→ Exercise text:
----
Chapter 5: Intelligence Manœuvres

The implications of co-operation between the RAF and the NKGB in infiltrating Soviet citizens with subversive objectives into a third country occupied by the enemy are highly significant. It is such a sensitive issue that one would have to conclude that one of Britain’s wartime intelligence organizations was involved. Admittedly, southern Norway was beyond the regular range where the Soviets were able to drop agents for intelligence purposes, but they would not have sought British assistance unless it were not a routine operation. It does not appear that they wanted to parachute in a spy or saboteur blind, without some sort of reception committee. Hence they must have been seeking help from British or British-trained contacts on the ground. Such a pattern is not unprecedented, but the utter lack of any reference, in the records of the RAF and the intelligence agencies, to the joint operation over Norway points not just to a highly clandestine operation, but also to a monumental embarrassment when it ended so dismally and tragically.
----
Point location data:
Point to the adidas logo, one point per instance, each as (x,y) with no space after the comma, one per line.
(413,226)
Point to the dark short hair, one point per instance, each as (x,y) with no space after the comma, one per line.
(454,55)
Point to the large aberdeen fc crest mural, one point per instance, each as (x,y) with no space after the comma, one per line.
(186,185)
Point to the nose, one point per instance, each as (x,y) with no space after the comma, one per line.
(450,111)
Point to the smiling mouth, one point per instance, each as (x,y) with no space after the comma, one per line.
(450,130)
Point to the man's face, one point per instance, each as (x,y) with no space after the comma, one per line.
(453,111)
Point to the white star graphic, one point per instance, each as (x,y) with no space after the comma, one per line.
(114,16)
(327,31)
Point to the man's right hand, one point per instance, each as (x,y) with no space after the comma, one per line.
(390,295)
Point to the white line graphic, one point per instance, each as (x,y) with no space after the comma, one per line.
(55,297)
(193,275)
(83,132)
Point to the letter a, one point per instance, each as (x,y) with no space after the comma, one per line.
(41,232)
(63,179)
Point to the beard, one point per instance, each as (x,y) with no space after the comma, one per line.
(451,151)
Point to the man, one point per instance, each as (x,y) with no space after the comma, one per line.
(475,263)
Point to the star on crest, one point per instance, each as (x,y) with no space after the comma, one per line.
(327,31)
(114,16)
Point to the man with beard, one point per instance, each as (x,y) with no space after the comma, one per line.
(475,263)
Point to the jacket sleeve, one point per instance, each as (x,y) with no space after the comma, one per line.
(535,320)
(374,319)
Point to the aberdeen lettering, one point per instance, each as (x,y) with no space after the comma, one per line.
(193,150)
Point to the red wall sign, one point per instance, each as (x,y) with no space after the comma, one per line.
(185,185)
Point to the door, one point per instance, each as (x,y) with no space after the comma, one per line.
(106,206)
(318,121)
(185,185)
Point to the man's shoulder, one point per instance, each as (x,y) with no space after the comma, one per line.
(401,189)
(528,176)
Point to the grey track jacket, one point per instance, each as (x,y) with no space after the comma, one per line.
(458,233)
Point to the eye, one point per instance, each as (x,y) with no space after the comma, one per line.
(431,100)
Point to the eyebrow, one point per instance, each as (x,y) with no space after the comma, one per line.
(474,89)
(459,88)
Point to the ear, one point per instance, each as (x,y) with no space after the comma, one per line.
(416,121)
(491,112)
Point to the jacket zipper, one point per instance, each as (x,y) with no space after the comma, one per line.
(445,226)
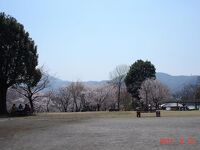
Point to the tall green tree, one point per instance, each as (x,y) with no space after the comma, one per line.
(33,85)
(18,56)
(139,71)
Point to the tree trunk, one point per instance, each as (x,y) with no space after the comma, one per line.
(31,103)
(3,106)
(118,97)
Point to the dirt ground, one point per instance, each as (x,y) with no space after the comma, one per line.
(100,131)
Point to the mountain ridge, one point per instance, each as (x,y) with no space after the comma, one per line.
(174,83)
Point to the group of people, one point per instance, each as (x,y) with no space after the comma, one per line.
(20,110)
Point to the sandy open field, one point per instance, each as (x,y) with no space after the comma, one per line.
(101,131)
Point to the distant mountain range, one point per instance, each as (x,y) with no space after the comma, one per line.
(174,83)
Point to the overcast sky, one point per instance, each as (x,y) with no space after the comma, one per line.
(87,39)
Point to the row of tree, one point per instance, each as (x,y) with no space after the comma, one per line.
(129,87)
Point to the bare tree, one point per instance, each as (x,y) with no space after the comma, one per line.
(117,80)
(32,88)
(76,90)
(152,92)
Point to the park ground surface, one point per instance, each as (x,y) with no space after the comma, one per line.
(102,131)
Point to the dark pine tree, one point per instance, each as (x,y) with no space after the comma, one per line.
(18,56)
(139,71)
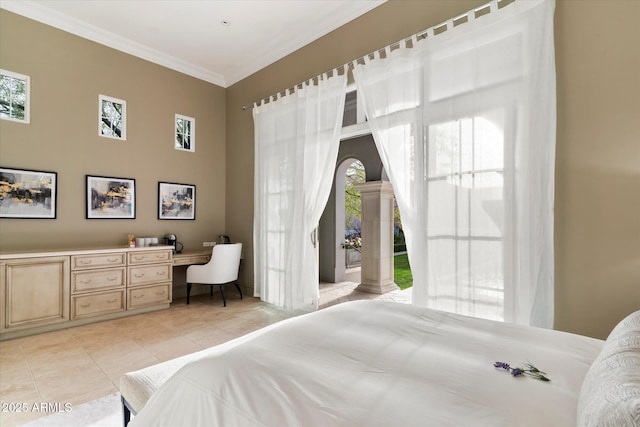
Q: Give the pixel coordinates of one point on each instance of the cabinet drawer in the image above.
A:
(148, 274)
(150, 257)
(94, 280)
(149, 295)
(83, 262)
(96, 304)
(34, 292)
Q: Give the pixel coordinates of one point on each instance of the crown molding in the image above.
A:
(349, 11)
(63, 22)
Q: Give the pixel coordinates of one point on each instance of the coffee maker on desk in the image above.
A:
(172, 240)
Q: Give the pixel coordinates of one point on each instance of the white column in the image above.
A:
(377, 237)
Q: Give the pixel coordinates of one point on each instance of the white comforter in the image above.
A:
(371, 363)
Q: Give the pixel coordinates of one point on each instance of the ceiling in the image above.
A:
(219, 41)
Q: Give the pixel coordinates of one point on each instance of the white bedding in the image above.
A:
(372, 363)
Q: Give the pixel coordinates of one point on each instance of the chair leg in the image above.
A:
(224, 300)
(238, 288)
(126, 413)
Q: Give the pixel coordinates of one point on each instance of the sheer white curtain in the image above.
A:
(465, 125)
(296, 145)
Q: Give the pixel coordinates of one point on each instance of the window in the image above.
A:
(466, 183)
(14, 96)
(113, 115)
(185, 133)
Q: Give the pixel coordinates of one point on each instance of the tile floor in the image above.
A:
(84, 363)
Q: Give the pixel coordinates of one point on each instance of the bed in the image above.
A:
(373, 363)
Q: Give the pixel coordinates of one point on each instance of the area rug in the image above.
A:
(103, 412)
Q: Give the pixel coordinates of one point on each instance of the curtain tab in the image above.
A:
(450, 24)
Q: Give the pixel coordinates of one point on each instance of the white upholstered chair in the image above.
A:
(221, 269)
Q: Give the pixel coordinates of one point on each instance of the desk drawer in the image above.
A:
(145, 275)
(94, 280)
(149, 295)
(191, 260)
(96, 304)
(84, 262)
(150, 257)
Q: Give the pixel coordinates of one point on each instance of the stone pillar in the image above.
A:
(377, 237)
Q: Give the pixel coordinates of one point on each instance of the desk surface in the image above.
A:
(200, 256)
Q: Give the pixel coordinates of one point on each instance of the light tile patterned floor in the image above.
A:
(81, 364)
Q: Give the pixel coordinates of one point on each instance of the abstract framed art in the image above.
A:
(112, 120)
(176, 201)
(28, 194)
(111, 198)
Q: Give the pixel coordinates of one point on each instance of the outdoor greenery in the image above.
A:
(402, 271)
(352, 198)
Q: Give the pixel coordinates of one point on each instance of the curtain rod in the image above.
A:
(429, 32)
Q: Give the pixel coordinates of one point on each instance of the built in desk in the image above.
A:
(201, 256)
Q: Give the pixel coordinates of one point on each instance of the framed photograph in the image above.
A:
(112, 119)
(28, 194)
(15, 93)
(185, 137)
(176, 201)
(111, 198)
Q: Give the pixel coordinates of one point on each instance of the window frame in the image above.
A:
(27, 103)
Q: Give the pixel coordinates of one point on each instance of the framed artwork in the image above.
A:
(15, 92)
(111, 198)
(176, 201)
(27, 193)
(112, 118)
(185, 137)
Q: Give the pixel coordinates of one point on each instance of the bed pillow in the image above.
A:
----
Take the chapter passage on RAF and NKGB wartime co-operation further, starting right after its last sentence. These records were taken from a different source than the passage.

→ Result for this task:
The two institutions that maintained networks in countries occupied by the Nazis were the Special Operations Executive (SOE) and the Secret Intelligence Service (SIS, sometimes known as MI6). The first was essentially a sabotage organization, a civil unit reporting to the Ministry of Political Warfare, although many of its leaders were military men. It had been created by Winston Churchill in 1940, specifically to cause havoc behind enemy lines. SIS, on the other hand, was an intelligence-gathering service with some history that worked more by stealth. It resented SOE’s very existence, since the business of sabotage tended to draw the attention of the enemy, while the agents of SIS worked as quietly as possible. Moreover, the fact that SOE had agents in the field meant that they were also a provider of intelligence. Claude Dansey, the assistant chief of SIS, made it his mission to undermine SOE whenever he could.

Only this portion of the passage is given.